В черно-белую картину мира (сценография и костюмы Юлиана Табакова) изредка вторгается лишь нейтральный серый цвет. Троянцы — в черном, греки — в белом, а могло быть и наоборот. Цвет вовсе не включает в себя оценку, это лишь категорическое противопоставление одних другим. Столы, лавки и прочая утварь свалены в кучу на заднем плане. На толстых цепях агрессивно раскачивается огромный таран — символ осады Трои. В лоб, конечно, но куда ж без этого? Таран, впрочем, существо почти одушевленное, с ним свыклись и те, и другие. Он послушно поднимается, раскачивается, вертится, а подчас издает звуки, похожие на коровье мычание. И уродец Терсит (Юрий Красков), аналог вечного шекспировского шута, тут же норовит его подоить, с удовольствием испив парного молока войны. Война — кормилица, как случалось во все времена.

Эта история у Туминаса — тоже про все времена, хотя герои и обряжены в пародийно-стилизованные туники и сандалии, а «красотка» Патрокл (Сергей Епишев) даже ковыляет на котурнах. История про вечную тщетность «силового» решения вопросов, про ничтожность и призрачность поводов. Вообще, шекспировские подмены смыслов и обманки здесь визуально ярки. Из-за кого случился весь сыр-бор Троянской войны? Из-за прекрасной Елены? Нате вам пышнотелую перезрелую бабенку со «стертым» лицом. А уж когда Мария Аронова отважно распахнет одеяния и предъявит всем «голую» правду, и впрямь оторопь возьмет от подобного «повода». Остальные, впрочем, не краше. Невзрачный коротышка Парис (Олег Лопухов), щупленький Ахилл (Виктор Добронравов), выглядящий еще более мелким по контрасту с утрированно длинным Патроклом, с коим то держится за руки, то укладывается на ложе. Толстяк Аякс (Евгений Косырев), демонстрирующий ухватки борца сумо. Эней (Владимир Бельдиян) приседает в реверансе, держась за края плиссированной юбочки. Вояки те еще. И когда сладкоречивый дядюшка Пандар (Владимир Симонов) в разгар очередной мирной «тусовки» вдруг опомнится: «Боже милосердный, а кто ж у нас на поле боя-то?», эта негромкая риторическая фразочка царапнет нервные окончания зрителей. Велеречивости этих царей, полководцев, героев и простых обывателей нет пределов. Шекспировские «слова, слова, слова» замусоривают и без того нескладную жизнь. А говорящие ими давятся, захлебываются, срываясь на косноязычный истерический бред. Вроде седовласого Улисса (Олег Макаров), который в пафосе говорильни вдруг сносит яйцо с «идеей», которое, увы, ни разбить, ни съесть, ни хоть как-то употребить в дело так никому и не удается.

[Записи с разметкой координат]

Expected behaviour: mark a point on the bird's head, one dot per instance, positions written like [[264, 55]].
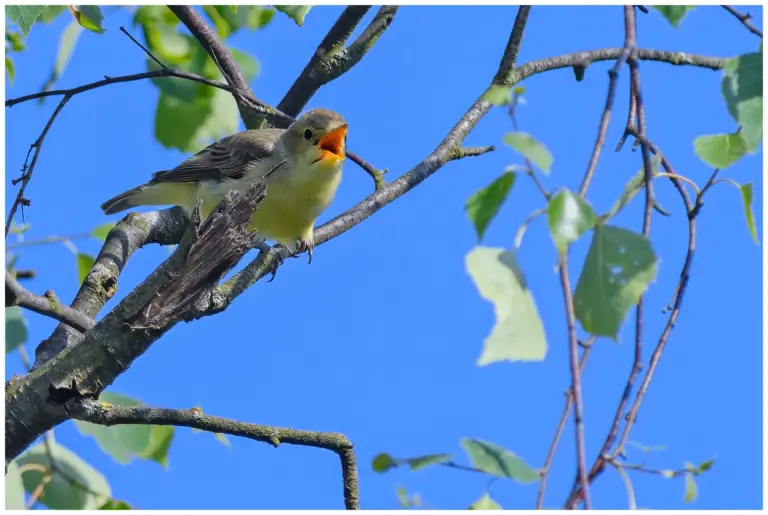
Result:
[[318, 136]]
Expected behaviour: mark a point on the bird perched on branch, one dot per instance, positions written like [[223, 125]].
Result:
[[301, 166]]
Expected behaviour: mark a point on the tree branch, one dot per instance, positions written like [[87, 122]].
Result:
[[744, 19], [223, 59], [331, 59], [26, 172], [89, 410], [47, 305]]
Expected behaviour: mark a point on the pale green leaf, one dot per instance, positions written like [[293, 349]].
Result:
[[14, 488], [720, 150], [674, 13], [746, 196], [498, 96], [24, 16], [101, 232], [16, 332], [125, 442], [518, 334], [743, 92], [619, 267], [429, 459], [383, 462], [51, 12], [66, 47], [485, 503], [531, 149], [569, 217], [88, 491], [497, 461], [295, 12], [691, 490], [482, 207], [90, 17], [84, 264]]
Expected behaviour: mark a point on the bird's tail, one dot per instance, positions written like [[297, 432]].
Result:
[[125, 200], [152, 194]]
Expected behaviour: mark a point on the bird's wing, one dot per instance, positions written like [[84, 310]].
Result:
[[228, 158]]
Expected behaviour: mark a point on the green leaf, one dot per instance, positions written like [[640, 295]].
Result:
[[485, 503], [84, 264], [248, 65], [14, 488], [383, 462], [10, 69], [569, 217], [531, 149], [498, 96], [691, 490], [160, 439], [483, 205], [746, 197], [90, 17], [24, 16], [125, 442], [66, 47], [295, 12], [177, 122], [633, 187], [743, 92], [619, 267], [74, 485], [16, 332], [497, 461], [51, 12], [518, 334], [674, 13], [115, 505], [101, 232], [720, 150], [429, 459]]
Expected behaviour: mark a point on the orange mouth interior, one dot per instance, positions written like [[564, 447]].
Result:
[[333, 142]]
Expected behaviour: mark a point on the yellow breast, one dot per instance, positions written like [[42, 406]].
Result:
[[294, 201]]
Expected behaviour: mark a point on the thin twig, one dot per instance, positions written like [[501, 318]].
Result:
[[744, 19], [578, 413], [544, 472], [47, 305], [95, 412], [27, 171]]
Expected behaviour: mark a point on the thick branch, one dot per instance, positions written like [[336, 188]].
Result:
[[130, 234], [332, 59], [89, 410], [47, 305]]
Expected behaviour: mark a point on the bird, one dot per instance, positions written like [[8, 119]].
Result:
[[301, 166]]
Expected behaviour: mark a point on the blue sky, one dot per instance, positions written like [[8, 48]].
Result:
[[378, 338]]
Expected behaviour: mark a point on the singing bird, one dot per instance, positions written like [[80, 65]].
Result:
[[301, 166]]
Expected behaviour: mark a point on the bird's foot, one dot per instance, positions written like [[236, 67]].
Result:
[[306, 246], [274, 251]]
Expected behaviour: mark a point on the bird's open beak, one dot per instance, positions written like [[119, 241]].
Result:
[[333, 143]]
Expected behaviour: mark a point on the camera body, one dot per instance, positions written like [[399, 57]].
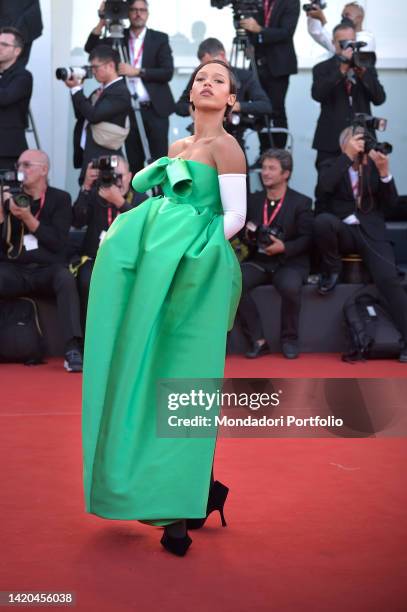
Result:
[[107, 166], [14, 181], [78, 72], [360, 59], [366, 125], [312, 5]]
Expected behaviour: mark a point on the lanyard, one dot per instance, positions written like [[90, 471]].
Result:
[[275, 212], [268, 7], [42, 202], [133, 48]]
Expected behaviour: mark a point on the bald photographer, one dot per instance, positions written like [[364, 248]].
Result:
[[105, 194], [35, 219]]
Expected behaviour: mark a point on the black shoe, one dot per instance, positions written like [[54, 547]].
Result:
[[257, 350], [403, 355], [216, 500], [327, 283], [73, 361], [290, 350], [177, 546]]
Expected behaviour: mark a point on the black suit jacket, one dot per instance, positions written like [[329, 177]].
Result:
[[335, 190], [25, 15], [329, 89], [296, 221], [15, 94], [158, 65], [113, 105], [52, 234], [250, 94], [274, 45]]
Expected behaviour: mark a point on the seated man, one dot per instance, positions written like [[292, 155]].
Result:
[[355, 188], [251, 98], [280, 257], [97, 206], [103, 120], [33, 261]]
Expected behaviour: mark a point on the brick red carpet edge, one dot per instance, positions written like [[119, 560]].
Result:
[[313, 524]]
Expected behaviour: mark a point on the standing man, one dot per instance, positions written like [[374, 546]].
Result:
[[342, 90], [149, 71], [272, 37], [103, 123], [15, 94], [280, 257]]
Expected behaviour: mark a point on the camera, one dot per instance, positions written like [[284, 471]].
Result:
[[366, 124], [115, 12], [360, 59], [14, 181], [74, 72], [107, 166], [313, 5]]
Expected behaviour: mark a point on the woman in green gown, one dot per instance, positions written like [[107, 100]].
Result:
[[164, 292]]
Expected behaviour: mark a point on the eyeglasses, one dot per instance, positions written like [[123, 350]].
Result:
[[27, 165], [5, 45]]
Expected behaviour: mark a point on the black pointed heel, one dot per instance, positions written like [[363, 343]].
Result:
[[177, 546], [217, 497]]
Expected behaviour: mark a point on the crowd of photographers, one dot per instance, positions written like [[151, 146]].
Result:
[[124, 123]]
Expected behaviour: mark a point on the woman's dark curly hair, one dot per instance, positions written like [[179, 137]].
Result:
[[232, 81]]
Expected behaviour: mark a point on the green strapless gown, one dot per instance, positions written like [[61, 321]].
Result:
[[164, 292]]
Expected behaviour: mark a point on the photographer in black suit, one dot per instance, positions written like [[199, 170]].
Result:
[[103, 119], [103, 196], [272, 37], [342, 90], [25, 16], [280, 257], [15, 94], [150, 69], [251, 99], [33, 262], [356, 188]]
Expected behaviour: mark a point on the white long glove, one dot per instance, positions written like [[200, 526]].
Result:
[[234, 202]]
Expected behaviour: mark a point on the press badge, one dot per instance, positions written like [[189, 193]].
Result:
[[30, 242]]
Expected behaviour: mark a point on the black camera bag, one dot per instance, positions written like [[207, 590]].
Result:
[[372, 333], [21, 337]]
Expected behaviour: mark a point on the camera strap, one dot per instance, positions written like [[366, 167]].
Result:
[[268, 7], [266, 220]]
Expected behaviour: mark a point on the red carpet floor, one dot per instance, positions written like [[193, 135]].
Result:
[[313, 524]]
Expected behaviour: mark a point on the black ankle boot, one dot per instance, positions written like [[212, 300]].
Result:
[[217, 497], [176, 544]]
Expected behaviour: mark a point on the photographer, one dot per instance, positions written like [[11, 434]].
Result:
[[356, 187], [251, 99], [272, 38], [343, 89], [15, 94], [104, 195], [102, 120], [352, 14], [149, 71], [40, 234], [279, 233]]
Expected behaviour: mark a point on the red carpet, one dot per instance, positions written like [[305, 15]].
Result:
[[313, 525]]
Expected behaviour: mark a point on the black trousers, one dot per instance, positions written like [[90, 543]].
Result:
[[276, 88], [288, 282], [84, 276], [335, 238], [55, 279], [157, 135]]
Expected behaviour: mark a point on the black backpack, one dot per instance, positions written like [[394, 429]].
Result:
[[372, 333], [21, 337]]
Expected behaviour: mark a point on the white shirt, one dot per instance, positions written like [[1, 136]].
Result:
[[136, 45], [323, 36]]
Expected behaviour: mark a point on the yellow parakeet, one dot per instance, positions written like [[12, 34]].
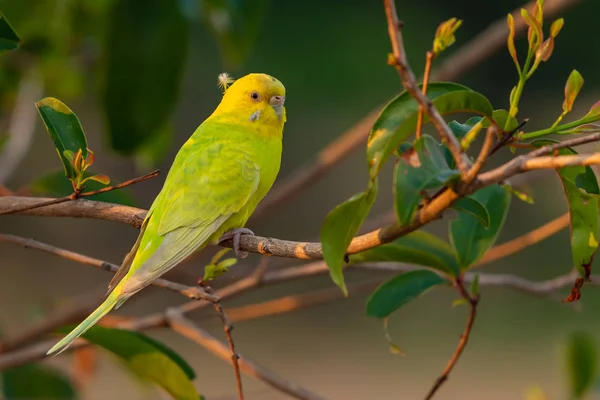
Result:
[[215, 183]]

● ЗАДАНИЯ
(a) Ответьте по отрывку о спектакле на три вопроса:
(i) Кто автор сценографии и костюмов?
(ii) В какой цвет одеты греки?
(iii) Кто исполняет роль Ахилла?
(b) Перенесите в CSV из двух столбцов, «вход» и «выход», всё от начала записей вниз до строки с «172], [89, 410], [47, 305]]» включительно: одна строка на каждую запись, её текст и ответ стоят в отдельных полях в кавычках, а переносы строк заменены пробелами. Изображения в ответ не включайте.
Отрывок о спектакле и записи никак не связаны между собой.

● ВЫПОЛНЕННОЕ УПРАЖНЕНИЕ
(a)
(i) Юлиан Табаков.
(ii) В белый.
(iii) Виктор Добронравов.

(b)
вход,выход
"Expected behaviour: mark a point on the bird's head, one dot per instance, positions written like [[264, 55]]. Result:","[[318, 136]]"
"Expected behaviour: mark a point on the bird perched on branch, one dot per instance, positions written like [[223, 125]]. Result:","[[301, 166]]"
"Expected behaviour: mark a point on the tree branch, one dot per instance, positions written like [[87, 122]]. Result:","[[744, 19], [223, 59], [331, 59], [26, 172], [89, 410], [47, 305]]"